Just LongInt or BigInt.
| Quote: | int digits[100];
char sign;
public:
INT( ) {
sign = 'p';
for (int a=0; a<100; a++)
digits[a] = 0;
}
For real long arithmetic a 2-complement on base 256 in an
array would be better I think.
|
It depends. I've never analysed how you extend 2's complement.
I sort of agree that base 256 would be better. Or even base
2^16 or base 2^32, supposing you have a larger type (in order to
easily detect carry) -- at an assembler level, I'd use the
largest type available (because I would have a separate carry
bit).
Even for a simple implementation using decimal, why int[100]
instead of char[100]?
| Quote: | But let's have a look at this homework.
Why not a bool flag for negative values?
An indentation of the code is strongly recommended.
|
That could be an effect of how he posted. I've found that
Google looses my indentation.

> _LISTED RECORDS_:
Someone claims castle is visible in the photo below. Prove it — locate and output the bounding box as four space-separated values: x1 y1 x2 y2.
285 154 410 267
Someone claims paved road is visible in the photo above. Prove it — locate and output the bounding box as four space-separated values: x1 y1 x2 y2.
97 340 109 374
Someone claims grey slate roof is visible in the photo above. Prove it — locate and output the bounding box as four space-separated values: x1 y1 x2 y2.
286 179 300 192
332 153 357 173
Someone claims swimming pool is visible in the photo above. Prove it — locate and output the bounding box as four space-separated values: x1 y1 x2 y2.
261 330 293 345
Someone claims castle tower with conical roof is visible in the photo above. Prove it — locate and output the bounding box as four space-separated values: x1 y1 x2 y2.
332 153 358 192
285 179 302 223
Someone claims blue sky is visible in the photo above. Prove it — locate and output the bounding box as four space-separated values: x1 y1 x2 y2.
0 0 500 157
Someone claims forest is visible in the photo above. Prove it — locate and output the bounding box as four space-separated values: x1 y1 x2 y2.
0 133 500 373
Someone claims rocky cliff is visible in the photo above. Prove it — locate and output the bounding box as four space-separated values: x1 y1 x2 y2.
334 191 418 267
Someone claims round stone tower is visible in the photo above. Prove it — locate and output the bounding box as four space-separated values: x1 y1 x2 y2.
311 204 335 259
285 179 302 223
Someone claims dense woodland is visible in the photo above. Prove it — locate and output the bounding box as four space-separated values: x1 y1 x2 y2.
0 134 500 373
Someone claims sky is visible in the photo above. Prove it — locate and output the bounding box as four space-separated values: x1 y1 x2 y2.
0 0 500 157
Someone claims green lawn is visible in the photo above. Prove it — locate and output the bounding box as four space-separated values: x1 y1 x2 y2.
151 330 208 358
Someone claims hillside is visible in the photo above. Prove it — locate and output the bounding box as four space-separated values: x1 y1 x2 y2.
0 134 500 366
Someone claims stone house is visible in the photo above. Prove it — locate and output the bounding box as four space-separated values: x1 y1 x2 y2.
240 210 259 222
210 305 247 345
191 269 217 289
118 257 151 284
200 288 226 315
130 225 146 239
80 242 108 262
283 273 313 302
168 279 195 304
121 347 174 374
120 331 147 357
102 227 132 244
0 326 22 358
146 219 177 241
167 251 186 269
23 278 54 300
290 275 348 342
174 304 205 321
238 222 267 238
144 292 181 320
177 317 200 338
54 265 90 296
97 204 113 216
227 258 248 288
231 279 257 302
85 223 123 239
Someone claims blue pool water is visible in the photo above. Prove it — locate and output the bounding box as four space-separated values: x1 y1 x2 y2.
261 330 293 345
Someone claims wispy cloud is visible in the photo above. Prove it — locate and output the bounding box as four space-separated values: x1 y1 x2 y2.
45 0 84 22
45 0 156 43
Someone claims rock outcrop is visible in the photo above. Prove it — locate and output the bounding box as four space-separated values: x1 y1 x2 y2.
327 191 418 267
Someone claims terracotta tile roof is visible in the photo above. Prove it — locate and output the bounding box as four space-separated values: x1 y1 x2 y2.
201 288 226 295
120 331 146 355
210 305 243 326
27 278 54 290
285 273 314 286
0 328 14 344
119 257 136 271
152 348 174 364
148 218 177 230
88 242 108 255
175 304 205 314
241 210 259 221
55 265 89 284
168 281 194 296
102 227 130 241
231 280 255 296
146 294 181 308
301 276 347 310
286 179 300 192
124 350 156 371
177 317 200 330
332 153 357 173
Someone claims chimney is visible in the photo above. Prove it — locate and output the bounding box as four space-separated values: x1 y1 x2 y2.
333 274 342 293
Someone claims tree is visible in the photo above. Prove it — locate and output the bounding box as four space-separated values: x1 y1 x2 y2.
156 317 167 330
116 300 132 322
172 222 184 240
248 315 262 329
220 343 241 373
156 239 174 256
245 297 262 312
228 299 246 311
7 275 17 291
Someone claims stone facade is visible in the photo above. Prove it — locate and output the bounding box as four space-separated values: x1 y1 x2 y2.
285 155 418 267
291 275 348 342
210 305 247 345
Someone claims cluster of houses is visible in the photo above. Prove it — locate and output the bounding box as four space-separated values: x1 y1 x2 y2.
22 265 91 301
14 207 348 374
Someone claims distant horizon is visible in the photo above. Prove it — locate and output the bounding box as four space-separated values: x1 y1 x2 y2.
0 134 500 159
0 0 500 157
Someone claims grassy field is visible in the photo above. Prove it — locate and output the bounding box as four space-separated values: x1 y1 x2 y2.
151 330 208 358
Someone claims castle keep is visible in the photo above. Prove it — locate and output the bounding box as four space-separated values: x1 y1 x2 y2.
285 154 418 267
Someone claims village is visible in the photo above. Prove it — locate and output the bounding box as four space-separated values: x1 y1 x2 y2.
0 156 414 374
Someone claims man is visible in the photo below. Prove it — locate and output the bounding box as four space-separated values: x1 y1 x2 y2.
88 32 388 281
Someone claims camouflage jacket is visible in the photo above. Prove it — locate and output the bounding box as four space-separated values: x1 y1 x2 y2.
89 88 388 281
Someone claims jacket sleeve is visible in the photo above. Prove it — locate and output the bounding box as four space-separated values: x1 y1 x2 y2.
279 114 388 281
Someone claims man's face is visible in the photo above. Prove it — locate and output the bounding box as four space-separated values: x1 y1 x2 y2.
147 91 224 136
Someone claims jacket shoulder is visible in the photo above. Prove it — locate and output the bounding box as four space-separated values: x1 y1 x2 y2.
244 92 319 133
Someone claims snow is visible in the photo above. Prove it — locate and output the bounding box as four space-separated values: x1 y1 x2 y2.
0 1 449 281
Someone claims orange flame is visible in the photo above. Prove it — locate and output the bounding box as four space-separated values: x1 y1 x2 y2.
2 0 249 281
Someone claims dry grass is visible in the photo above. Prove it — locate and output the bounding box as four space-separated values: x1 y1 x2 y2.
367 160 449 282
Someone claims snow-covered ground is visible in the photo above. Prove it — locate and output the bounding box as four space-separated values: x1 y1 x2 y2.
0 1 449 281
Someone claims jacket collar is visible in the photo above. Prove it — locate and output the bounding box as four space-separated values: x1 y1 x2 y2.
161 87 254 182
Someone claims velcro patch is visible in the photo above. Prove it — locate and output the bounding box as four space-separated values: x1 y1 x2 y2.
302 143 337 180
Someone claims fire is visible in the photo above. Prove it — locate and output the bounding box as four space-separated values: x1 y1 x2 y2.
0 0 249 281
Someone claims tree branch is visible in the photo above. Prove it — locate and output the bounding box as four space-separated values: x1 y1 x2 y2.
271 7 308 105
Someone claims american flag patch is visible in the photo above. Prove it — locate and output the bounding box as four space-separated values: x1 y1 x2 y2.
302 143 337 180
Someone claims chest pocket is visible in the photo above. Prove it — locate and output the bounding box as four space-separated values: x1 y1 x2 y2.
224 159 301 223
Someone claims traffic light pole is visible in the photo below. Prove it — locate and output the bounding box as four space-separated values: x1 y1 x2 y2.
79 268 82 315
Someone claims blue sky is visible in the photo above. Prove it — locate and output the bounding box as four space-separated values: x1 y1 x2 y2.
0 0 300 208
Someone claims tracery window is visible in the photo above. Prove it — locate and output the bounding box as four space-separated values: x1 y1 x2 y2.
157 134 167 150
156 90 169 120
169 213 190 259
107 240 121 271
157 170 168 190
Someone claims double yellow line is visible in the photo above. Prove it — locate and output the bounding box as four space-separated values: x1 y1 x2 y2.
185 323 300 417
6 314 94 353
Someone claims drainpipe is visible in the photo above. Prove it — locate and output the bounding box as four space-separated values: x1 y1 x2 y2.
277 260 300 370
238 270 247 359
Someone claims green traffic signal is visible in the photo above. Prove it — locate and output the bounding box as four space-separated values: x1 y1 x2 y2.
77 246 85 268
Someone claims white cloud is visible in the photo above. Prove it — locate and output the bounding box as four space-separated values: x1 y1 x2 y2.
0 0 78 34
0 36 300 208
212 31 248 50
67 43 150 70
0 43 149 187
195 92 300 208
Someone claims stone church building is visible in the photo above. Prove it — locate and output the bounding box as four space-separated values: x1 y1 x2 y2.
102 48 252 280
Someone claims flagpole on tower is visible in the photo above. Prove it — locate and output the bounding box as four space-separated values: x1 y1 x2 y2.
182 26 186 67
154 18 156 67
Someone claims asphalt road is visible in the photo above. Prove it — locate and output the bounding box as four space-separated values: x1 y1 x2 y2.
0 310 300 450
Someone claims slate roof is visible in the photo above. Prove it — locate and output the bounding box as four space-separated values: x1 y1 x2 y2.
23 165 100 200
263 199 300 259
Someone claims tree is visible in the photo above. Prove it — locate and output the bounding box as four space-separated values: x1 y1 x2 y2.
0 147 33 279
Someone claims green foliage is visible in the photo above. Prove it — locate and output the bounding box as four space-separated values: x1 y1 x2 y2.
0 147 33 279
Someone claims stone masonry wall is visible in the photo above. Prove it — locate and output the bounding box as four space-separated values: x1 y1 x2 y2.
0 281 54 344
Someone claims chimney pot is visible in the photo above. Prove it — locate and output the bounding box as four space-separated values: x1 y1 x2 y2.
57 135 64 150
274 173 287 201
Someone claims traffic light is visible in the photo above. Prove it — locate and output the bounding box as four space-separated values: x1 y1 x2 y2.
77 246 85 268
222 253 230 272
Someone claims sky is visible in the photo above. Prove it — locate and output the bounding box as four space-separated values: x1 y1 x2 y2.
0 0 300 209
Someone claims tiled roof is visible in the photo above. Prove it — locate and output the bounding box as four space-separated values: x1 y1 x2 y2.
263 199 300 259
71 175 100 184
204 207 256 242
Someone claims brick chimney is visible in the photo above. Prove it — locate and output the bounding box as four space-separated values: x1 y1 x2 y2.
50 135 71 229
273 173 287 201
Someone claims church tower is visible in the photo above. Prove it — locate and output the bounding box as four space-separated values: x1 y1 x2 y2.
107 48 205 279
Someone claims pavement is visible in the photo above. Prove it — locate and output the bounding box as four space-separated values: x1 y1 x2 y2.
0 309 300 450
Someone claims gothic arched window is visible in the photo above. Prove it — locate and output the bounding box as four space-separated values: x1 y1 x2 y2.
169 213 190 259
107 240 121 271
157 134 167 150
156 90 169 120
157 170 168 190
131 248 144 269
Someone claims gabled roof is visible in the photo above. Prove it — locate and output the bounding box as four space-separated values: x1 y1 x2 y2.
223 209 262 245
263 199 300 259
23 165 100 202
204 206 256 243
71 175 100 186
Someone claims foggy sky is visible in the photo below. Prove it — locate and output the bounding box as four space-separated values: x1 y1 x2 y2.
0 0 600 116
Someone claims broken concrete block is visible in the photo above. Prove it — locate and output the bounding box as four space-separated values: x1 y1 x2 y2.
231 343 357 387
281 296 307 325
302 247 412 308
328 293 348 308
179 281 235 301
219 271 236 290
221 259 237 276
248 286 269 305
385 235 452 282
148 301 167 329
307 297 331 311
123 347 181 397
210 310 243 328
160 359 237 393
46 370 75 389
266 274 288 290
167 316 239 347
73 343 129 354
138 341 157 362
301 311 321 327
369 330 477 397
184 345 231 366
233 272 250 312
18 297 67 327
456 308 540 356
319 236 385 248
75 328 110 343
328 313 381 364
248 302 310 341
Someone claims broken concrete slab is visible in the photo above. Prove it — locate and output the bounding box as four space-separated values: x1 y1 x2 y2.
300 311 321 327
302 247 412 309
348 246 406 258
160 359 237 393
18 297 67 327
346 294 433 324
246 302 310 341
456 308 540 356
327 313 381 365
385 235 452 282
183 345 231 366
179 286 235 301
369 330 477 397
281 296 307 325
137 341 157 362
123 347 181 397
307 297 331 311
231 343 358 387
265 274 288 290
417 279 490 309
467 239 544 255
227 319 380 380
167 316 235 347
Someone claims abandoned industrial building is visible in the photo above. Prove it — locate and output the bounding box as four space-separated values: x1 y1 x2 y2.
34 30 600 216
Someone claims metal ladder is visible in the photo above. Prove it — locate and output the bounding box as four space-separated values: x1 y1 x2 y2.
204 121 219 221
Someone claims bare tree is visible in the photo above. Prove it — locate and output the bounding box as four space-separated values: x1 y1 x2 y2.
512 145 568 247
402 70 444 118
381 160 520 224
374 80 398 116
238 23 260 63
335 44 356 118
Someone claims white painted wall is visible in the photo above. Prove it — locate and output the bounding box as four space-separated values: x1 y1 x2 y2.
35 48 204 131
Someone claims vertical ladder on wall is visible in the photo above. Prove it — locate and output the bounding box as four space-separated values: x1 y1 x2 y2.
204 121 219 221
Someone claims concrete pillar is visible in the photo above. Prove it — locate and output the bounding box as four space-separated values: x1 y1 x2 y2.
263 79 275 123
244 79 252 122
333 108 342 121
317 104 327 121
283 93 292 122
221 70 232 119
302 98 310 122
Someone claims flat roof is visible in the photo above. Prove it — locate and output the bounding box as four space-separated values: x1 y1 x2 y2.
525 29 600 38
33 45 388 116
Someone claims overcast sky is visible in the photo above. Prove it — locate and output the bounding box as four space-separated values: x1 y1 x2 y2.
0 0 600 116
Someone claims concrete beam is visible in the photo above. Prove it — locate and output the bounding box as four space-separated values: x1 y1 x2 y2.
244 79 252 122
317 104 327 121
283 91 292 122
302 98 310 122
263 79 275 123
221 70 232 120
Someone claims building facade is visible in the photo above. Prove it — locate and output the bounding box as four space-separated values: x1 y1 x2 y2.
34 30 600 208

> _TASK INSTRUCTIONS_:
1) Edit the big-integer forum thread from "I sort of agree" down to "is strongly recommended.", putting "formatting" wherever "indentation" appears.
2) Resume the big-integer forum thread after its final line.
The records have no connection to the big-integer forum thread.

> _PER-TASK ANSWERS_:
1)
I sort of agree that base 256 would be better. Or even base
2^16 or base 2^32, supposing you have a larger type (in order to
easily detect carry) -- at an assembler level, I'd use the
largest type available (because I would have a separate carry
bit).
Even for a simple implementation using decimal, why int[100]
instead of char[100]?
| Quote: | But let's have a look at this homework.
Why not a bool flag for negative values?
An formatting of the code is strongly recommended.

2)
| Quote: | INT(int num) {
int a;
for (a=0; a<100; a++) digits[a] = 0;
if (num < 0) { sign = 'n'; num = num * -1; }
else sign = 'p';
a = 99;
while (num > 0) {
digits[a] = num % 10;
num = num / 10;
a = a - 1;
}
}
Why start with the rightmost digit at index 99?
Reverse the array and you can easily extend it to more than
100 digits. And it would be clearer to understand.
|
Ah, big-endian or small-endian. That is the question?
Small endian is more convenient for addition and subtraction,
big endian for multiplication and division.
Why not std::deque<char>, and have it both ways:-)?
Seriously, why not generate backwards, then use std::reverse?
| Quote: | friend INT operator+(const INT&, const INT&);
|
I wouldn't make this one a friend.
| Quote: | friend ostream& operator<<(ostream&, const INT&);
friend istream& operator>>(istream&, INT&);
};
ostream& operator<< (ostream& os, const INT& num) {
int a = 0;
if (num.sign == 'n') os << '-';
while (a < 99 && num.digits[a] == 0)
a++;
while (a < 100)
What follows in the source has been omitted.